:: TASK PROMPT ::
Repeat every entry in full. Match each line exactly.

(Dataset items)
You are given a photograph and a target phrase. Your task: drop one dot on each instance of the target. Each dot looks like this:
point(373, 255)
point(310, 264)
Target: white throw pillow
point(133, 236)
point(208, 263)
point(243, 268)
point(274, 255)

:: EXERCISE SOLUTION ::
You are given a photograph and a target phrase. Your task: drop one dot on each instance of the target. Each dot looks like this:
point(373, 255)
point(310, 264)
Target: white throw pillow
point(133, 236)
point(208, 263)
point(243, 268)
point(274, 255)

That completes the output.